Page excerpt —

[Start of Attachment]

Tunnel Visionary
Intrepid explorer Julia Solis finds beauty in the ruins of derelict urban structures
- By Stephen P. Williams
- Smithsonian magazine, April 2004, Subscribe
(Page 2 of 3)
All of a sudden, a little nourishment seemed like a very good idea.
"Head toward the courthouse," Solis instructed as we entered Utica. Years of driving through towns in the Northeast have given her many practical survival skills, and sure enough there was a steakhouse just across the street from the court.
Satiated, we drove on as news of the blackout came over the car radio. We arrived in downtown Rochester to find the stoplights out and the city's police force preoccupied with clearing intersections. "That's good," said Solis, "because they'll be less interested in what we're up to."
At the edge of the Genesee River, we climbed a low wall and dropped onto the abandoned track bed of the cavernous space that was once the Court Street station of the Rochester subway system. The graffiti-covered archways overhead let sunlight into the station. A water main ran across the ceiling, and large leaks released lovely waterfalls onto the concrete, creating a giant pool that reflected dapples of light onto the ceiling.
Flashlight in hand, Solis led us into a narrow passage straight ahead. An eerie sound spooked Cramp and me into hanging back as Solis forged ahead. She soon discovered that the monster in the darkness at the end of the short passage was nothing more than a valve hissing warm steam. "What a cozy spot to pass a cold winter day," she said.
Back in the station a man was sitting on a concrete wall talking to himself. Solis frequently encounters homeless and maladjusted people in her explorations and always treats them with respectful indifference. They are a potential hazard of the trade, but also, like the buildings, they're manifestations of what our culture chooses to abandon and ignore. As we cautiously approached, the man emptied a can of spray paint into a bag, put it over his face and inhaled. He rolled his eyes, oblivious as we passed, green paint marking a sad circle around his mouth.
During our first meeting three years ago in a Brooklyn coffeehouse, Solis gave me a once-over that made me feel like an undercover cop trying to infiltrate a gang. Her hair, as usual, was dyed an unnatural shade of red and she sported a Prada skirt and a shearling coat. Cramp, her principal partner in exploration, was at her side. Thick tribalistic posts disfigured his earlobes and he carried a satchel containing a miner's lamp, rope ladder and other useful equipment.
On our first outing, on a cold, overcast day in the winter of 2001, we drove out to an abandoned mental hospital on Long Island. There Solis led us into the building's old power plant, where the control panel still blinked. Solis searched for meaning in the psychic footprints of the long-gone mental patients—discarded logbooks and other detritus, such as a hangtag for a "Europeanized Hair Wig" collecting dust on the floor and a poster of Martin Luther King Jr. fluttering on a wall.

[End of Attachment]

Exercise details —
Could you copy out the Julia Solis article word for word, from "Tunnel Visionary" up to and including "very good idea."?

Data shown —
[Start of Attachment]

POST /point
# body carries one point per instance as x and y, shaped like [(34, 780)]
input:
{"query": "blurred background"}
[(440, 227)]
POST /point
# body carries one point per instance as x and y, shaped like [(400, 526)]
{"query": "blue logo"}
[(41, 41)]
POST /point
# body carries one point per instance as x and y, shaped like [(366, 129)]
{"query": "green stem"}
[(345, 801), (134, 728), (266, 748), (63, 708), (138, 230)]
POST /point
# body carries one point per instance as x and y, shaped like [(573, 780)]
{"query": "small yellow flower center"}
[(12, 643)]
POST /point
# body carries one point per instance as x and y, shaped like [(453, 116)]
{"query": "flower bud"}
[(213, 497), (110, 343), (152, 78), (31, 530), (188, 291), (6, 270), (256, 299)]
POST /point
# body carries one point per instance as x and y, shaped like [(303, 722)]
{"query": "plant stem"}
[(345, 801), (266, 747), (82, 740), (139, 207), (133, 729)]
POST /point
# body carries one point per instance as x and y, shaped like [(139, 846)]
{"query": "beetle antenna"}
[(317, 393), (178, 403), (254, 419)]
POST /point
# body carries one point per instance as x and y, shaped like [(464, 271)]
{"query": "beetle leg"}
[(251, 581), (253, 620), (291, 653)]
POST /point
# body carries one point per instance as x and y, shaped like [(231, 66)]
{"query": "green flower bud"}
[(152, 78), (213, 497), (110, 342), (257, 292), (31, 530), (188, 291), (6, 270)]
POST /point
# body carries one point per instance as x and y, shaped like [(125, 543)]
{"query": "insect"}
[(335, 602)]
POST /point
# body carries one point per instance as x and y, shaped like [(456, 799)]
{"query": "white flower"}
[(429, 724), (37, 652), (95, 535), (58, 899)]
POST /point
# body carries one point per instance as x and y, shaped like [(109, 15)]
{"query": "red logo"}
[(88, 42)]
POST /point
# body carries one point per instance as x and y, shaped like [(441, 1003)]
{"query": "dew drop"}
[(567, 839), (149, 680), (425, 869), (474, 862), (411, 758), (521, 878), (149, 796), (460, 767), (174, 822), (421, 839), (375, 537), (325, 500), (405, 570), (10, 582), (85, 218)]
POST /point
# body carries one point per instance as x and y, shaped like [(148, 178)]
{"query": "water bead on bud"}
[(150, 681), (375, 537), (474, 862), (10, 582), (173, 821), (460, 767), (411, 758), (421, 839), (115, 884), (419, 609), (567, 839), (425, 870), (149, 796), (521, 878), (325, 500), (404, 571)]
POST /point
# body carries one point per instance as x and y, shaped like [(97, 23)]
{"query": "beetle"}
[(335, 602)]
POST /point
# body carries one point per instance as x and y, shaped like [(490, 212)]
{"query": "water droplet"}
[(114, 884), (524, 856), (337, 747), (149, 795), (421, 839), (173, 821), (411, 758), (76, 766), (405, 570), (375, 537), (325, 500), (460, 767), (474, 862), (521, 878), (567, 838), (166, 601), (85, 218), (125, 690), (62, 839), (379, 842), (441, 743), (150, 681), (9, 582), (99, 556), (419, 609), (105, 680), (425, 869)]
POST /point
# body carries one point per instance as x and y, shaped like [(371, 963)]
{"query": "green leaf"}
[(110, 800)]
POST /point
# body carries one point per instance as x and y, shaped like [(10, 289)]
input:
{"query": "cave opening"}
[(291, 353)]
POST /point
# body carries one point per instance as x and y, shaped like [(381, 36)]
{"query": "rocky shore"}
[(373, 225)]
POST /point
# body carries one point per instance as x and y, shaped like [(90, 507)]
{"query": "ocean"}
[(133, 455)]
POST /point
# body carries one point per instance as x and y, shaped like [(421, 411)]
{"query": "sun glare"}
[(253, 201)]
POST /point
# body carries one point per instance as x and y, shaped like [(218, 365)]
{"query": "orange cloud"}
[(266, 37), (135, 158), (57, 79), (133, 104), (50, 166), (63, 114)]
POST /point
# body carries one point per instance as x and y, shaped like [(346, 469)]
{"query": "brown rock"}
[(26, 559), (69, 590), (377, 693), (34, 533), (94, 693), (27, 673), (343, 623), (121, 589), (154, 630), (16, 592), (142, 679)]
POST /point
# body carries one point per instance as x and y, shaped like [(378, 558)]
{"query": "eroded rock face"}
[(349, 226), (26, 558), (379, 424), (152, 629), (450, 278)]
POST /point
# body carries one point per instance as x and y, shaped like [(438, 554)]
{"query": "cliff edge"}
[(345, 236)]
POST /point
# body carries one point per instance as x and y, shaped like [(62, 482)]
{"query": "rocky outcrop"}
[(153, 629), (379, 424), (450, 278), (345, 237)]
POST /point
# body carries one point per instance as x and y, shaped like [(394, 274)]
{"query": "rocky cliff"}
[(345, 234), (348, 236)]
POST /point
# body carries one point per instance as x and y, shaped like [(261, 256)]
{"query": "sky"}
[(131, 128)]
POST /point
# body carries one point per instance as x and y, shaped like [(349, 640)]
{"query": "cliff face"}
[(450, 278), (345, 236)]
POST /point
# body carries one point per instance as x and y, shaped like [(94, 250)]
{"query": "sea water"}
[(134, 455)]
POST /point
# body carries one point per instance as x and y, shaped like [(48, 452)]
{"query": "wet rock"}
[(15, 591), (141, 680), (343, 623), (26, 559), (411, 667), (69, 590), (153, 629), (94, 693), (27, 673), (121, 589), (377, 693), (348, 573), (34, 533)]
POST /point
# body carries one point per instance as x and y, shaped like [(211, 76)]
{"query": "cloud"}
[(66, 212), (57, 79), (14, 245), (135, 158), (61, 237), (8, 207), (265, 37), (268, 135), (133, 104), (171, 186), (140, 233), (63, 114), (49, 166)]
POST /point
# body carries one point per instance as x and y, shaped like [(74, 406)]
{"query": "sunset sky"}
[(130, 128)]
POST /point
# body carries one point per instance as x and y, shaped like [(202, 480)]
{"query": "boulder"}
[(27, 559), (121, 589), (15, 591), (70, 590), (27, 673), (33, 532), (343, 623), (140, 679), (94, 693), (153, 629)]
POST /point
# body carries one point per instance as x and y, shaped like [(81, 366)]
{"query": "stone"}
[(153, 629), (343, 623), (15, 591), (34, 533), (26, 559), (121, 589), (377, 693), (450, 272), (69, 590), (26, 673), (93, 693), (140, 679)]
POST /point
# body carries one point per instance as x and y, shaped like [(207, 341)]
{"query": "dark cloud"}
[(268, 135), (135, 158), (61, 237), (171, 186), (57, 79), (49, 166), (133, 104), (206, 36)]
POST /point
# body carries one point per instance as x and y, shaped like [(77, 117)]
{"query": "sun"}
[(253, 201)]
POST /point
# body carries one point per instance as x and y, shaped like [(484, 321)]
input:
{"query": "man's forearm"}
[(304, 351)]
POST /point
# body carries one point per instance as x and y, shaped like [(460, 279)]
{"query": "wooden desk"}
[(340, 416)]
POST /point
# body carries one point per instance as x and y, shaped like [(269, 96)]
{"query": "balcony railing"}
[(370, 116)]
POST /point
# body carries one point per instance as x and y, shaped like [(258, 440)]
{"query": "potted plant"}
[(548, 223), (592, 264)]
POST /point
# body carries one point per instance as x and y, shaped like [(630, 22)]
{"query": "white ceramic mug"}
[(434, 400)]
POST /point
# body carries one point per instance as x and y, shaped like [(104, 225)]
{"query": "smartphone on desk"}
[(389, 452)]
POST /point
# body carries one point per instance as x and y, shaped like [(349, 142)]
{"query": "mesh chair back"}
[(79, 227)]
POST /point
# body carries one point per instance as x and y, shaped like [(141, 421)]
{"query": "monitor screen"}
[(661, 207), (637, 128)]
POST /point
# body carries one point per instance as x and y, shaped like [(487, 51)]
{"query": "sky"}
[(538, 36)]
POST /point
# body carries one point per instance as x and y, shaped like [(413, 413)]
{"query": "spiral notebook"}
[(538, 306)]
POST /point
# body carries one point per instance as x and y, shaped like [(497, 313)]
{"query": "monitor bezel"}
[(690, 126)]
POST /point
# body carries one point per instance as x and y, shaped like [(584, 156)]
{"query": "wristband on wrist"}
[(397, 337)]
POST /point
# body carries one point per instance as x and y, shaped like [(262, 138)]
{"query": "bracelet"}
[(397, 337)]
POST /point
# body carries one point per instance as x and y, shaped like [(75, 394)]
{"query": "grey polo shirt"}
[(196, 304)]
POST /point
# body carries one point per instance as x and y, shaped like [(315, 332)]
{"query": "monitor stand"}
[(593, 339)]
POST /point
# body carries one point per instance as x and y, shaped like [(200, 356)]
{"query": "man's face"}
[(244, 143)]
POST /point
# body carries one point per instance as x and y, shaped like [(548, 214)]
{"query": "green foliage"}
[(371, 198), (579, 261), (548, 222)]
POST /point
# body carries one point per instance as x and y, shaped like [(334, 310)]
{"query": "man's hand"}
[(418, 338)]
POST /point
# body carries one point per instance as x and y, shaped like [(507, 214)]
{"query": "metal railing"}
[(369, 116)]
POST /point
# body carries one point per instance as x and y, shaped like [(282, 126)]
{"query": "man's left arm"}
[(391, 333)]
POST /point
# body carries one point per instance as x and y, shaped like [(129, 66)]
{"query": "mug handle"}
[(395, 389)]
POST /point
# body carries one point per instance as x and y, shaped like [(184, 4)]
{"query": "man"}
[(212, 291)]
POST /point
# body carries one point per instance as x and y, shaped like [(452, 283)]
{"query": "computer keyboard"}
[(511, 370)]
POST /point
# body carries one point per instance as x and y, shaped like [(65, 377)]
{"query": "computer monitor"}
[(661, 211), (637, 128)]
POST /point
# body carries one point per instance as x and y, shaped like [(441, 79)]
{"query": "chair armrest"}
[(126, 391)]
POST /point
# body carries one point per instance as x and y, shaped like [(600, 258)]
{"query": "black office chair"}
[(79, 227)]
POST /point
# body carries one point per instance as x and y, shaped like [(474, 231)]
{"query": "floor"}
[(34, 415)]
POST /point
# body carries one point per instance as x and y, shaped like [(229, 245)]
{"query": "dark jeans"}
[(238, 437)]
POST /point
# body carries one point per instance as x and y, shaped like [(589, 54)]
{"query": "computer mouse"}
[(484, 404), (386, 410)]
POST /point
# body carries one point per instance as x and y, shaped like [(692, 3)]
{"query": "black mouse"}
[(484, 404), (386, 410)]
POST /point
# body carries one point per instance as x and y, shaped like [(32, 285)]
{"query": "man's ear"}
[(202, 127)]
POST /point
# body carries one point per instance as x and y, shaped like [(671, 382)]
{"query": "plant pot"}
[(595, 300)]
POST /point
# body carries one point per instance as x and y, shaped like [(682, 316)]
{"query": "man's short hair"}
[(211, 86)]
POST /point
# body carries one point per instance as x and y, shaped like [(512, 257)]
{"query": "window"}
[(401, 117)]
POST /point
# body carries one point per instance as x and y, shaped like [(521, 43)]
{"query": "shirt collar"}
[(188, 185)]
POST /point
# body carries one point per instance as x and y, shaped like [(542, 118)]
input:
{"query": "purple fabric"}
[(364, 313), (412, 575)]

[End of Attachment]

Answer —
Tunnel Visionary
Intrepid explorer Julia Solis finds beauty in the ruins of derelict urban structures
- By Stephen P. Williams
- Smithsonian magazine, April 2004, Subscribe
(Page 2 of 3)
All of a sudden, a little nourishment seemed like a very good idea.